Provided passage
::::

A quick glance reveals many columns where there are few unique values relative to the overall ~172,000 games in our data set.

Before we dive too far in, we’ll start by selecting just one of our object columns, and looking at what happens behind the scenes when we convert it to the categorical type. We’ll use the second column of our data set, day_of_week.

Looking at the table above. we can see that it only contains seven unique values. We’ll convert it to categorical by using the .astype() method.


dow = gl_obj.day_of_week
print(dow.head())
dow_cat = dow.astype('category')
print(dow_cat.head())

0 Thu
1 Fri
2 Sat
3 Mon
4 Tue
Name: day_of_week, dtype: object
0 Thu
1 Fri
2 Sat
3 Mon
4 Tue
Name: day_of_week, dtype: category
Categories (7, object): [Fri, Mon, Sat, Sun, Thu, Tue, Wed]

As you can see, apart from the fact that the type of the column has changed, the data looks exactly the same. Let’s take a look under the hood at what’s happening.

In the following code, we use the Series.cat.codes attribute to return the integer values the category type uses to represent each value.

dow_cat.head().cat.codes

0 4
1 0
2 2
3 1
4 5
dtype: int8

You can see that each unique value has been assigned an integer, and that the underlying datatype for the column is now int8. This column doesn’t have any missing values, but if it did, the category subtype handles missing values by setting them to -1.

Lastly, let’s look at the memory usage for this column before and after converting to the category type.


print(mem_usage(dow))
print(mem_usage(dow_cat))
9.84 MB
0.16 MB

We’ve gone from 9.8MB of memory usage to 0.16MB of memory usage, or a 98% reduction! Note that this particular column probably represents one of our best-case scenarios – a column with ~172,000 items of which there only 7 unique values.

While converting all of the columns to this type sounds appealing, it’s important to be aware of the trade-offs. The biggest one is the inability to perform numerical computations. We can’t do arithmetic with category columns or use methods like Series.min() and Series.max() without converting to a true numeric dtype first.

We should stick to using the category type primarily for object columns where less than 50% of the values are unique. If all of the values in a column are unique, the category type will end up using more memory. That’s because the column is storing all of the raw string values in addition to the integer category codes. You can read more about the limitations of the category type in the pandas documentation.

::::

Requirements
A: From the pandas category excerpt above, list every category that the output reports for the converted day_of_week column.
B: Answer these questions using the pandas category excerpt above:
(i) What value does the category subtype assign to missing values?
(ii) What memory usage does the output show for dow_cat?
(iii) What share of unique values should an object column stay under for the category type to be used?

::::

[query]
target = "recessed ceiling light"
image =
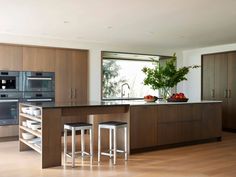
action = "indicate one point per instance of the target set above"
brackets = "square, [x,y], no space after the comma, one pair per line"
[151,33]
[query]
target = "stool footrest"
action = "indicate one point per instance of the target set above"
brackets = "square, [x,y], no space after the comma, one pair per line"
[86,153]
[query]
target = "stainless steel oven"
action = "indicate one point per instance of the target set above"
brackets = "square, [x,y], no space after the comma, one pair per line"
[39,97]
[9,108]
[9,81]
[38,81]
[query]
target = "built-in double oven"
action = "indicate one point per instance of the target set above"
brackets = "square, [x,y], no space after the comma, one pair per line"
[10,95]
[26,86]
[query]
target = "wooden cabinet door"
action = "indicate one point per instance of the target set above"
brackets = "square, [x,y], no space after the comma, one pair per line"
[230,120]
[221,83]
[80,76]
[208,75]
[211,121]
[39,59]
[11,57]
[63,75]
[143,130]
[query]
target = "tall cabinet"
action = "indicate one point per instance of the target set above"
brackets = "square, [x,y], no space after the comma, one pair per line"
[219,83]
[71,75]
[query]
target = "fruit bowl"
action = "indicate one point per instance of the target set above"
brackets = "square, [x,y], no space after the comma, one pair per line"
[177,99]
[150,98]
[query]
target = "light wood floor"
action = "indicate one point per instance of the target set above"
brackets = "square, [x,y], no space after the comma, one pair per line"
[213,159]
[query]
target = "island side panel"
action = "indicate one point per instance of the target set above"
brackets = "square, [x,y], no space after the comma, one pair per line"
[51,138]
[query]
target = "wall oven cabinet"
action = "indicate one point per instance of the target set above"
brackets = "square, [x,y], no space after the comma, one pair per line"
[9,81]
[9,108]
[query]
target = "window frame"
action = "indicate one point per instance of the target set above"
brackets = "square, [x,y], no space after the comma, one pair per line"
[101,83]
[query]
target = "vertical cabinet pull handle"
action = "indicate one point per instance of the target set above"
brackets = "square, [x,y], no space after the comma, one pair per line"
[213,93]
[75,93]
[229,93]
[226,93]
[71,93]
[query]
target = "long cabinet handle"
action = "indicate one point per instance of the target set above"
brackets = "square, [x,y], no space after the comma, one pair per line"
[75,93]
[229,93]
[213,93]
[226,93]
[71,93]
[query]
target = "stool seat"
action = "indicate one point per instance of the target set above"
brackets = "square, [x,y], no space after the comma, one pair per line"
[78,126]
[113,123]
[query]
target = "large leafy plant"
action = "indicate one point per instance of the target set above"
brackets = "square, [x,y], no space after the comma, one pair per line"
[167,76]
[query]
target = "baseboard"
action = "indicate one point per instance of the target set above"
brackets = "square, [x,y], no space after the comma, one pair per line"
[169,146]
[229,130]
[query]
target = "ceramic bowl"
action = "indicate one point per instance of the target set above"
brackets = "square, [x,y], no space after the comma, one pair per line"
[27,136]
[25,109]
[31,110]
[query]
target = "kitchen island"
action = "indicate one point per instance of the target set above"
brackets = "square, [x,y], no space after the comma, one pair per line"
[151,125]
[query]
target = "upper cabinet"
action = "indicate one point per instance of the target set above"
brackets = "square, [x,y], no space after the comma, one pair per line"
[39,59]
[11,57]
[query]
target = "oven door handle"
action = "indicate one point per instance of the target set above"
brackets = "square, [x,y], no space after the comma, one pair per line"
[2,101]
[39,100]
[40,78]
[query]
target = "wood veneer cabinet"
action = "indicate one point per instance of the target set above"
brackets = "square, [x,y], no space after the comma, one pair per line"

::::

The solutions
A: Fri, Mon, Sat, Sun, Thu, Tue, Wed

B:
(i) -1
(ii) 0.16 MB
(iii) Less than 50%